** Task item **
Could you retype, exactly and with no pictures, only the lines from the first line of the records below through the line that contains "Identify any visible dark water."?

*** Opening Task input ***

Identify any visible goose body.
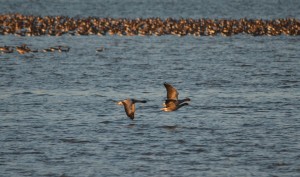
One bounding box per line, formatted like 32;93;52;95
117;98;147;120
16;44;30;54
161;82;190;112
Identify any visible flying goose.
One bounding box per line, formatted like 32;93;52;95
161;82;190;112
117;98;147;120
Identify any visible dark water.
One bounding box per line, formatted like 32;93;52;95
1;1;300;177
1;0;300;19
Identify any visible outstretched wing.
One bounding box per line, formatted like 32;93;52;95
164;82;179;100
122;99;135;119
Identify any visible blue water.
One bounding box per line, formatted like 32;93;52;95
1;1;300;177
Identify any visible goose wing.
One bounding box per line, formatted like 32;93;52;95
122;99;135;119
164;82;179;100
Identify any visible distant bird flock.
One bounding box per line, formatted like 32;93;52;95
1;14;299;55
0;14;299;37
0;44;70;54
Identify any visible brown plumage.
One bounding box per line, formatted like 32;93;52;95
16;44;31;54
117;98;147;120
161;82;190;112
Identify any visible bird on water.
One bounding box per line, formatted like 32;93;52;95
117;98;147;120
161;82;191;112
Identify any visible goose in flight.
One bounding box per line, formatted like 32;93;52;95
117;98;147;120
161;82;190;112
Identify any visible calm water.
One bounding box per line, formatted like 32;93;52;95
1;1;300;177
1;0;300;19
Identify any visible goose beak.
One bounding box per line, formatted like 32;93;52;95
117;101;123;105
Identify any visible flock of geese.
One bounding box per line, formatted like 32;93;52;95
0;44;107;55
0;44;70;54
0;14;299;37
0;44;107;54
118;83;191;120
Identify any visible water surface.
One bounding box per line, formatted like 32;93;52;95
1;1;300;177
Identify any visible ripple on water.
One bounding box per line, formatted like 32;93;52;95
1;12;300;177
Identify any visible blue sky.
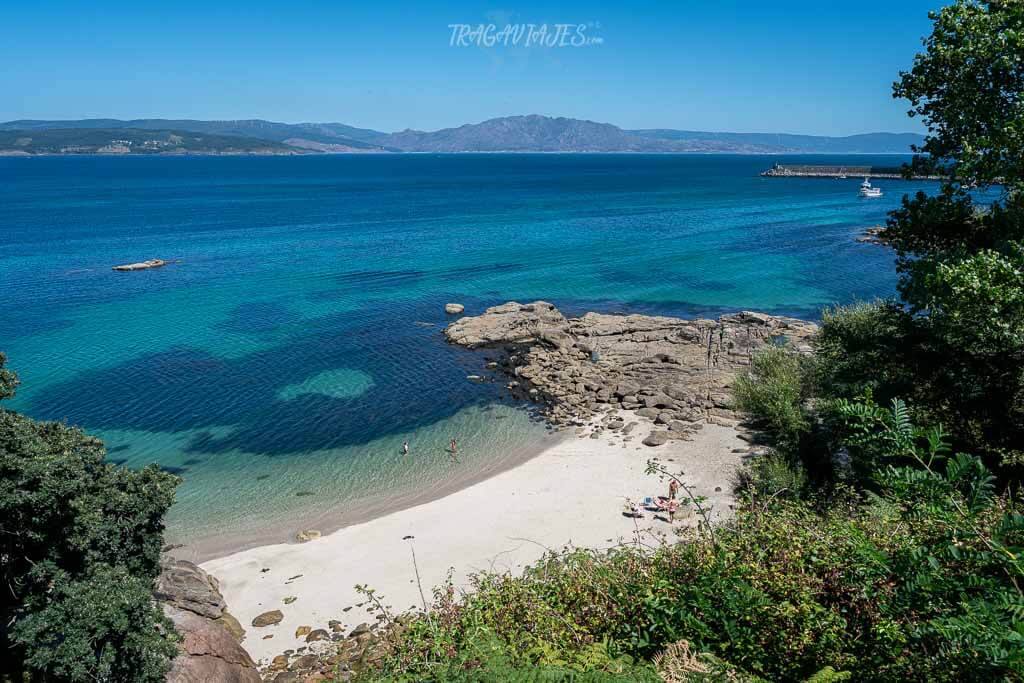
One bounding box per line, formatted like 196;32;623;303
1;0;941;135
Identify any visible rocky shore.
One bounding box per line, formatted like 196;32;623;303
445;301;817;442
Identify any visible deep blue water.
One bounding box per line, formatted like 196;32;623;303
0;154;928;553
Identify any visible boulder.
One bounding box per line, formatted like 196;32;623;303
305;629;330;642
164;605;260;683
295;625;312;638
157;559;259;681
643;431;670;447
348;623;372;638
444;303;465;315
252;610;284;627
444;301;568;348
155;559;225;620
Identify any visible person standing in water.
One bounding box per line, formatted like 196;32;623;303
402;441;409;456
449;438;459;462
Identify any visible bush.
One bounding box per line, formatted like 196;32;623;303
732;345;815;456
814;301;917;405
733;451;809;501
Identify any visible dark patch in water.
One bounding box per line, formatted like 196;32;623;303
107;444;131;453
0;314;75;344
218;301;296;335
160;465;188;475
437;262;524;281
26;297;510;457
603;268;735;293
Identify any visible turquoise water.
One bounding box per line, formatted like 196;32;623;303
0;154;928;557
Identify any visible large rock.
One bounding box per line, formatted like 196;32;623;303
643;431;670;447
164;605;260;683
444;303;465;314
156;559;226;620
444;301;568;348
157;559;259;683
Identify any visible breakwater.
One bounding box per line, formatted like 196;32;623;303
761;163;942;180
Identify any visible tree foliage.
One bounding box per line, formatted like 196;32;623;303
894;0;1024;191
0;355;180;682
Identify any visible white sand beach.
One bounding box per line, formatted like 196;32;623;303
202;413;749;664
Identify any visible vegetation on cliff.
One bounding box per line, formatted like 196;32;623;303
0;353;181;682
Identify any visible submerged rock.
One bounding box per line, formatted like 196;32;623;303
444;303;465;314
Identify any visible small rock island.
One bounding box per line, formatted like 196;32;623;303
112;259;169;271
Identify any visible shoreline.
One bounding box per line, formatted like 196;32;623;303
201;410;750;665
170;412;566;564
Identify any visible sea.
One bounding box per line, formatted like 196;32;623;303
0;153;932;559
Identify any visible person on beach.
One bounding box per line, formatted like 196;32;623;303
402;441;409;456
668;479;679;500
667;498;679;523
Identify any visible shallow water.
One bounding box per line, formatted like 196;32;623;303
0;154;926;557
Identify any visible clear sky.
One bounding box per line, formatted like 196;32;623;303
1;0;942;135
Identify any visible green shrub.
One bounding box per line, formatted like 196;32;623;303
733;451;809;501
732;346;815;456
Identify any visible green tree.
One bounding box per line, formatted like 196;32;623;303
0;354;181;682
834;0;1024;470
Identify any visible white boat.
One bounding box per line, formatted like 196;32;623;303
858;177;882;198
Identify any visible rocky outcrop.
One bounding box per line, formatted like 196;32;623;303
444;301;817;429
856;225;890;245
112;258;169;271
444;303;465;314
158;559;260;683
156;559;226;619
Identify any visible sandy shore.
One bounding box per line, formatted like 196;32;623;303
202;412;748;664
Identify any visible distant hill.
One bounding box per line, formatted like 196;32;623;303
0;128;303;155
0;119;392;152
629;129;925;154
0;116;925;155
378;115;663;152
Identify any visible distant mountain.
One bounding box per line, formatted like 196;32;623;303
0;128;303;155
0;116;925;155
378;115;663;152
375;116;923;153
629;129;925;154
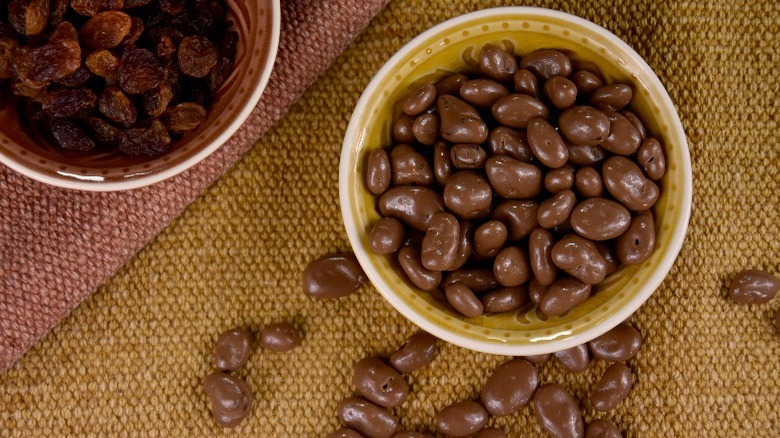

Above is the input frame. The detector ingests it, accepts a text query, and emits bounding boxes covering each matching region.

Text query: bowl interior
[0,0,279,190]
[341,7,691,355]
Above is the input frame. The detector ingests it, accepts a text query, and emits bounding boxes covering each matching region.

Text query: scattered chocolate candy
[303,252,367,299]
[728,269,780,304]
[353,358,409,408]
[393,432,433,438]
[475,427,509,438]
[203,372,254,428]
[586,419,623,438]
[588,324,642,362]
[328,428,365,438]
[480,358,539,417]
[214,328,252,372]
[389,330,439,373]
[523,353,551,364]
[553,343,591,373]
[435,400,488,437]
[259,322,302,352]
[591,363,634,412]
[533,383,584,438]
[337,396,399,438]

*** Closing Task input ***

** Written answer **
Identify any visible goose body.
One bounding box per line, formatted like 32;93;52;95
117;98;147;120
16;44;30;54
161;82;190;112
Identify any visible flying goose.
One bounding box per line, formatted like 32;93;52;95
161;82;190;112
117;98;147;120
Identify any visible dark water.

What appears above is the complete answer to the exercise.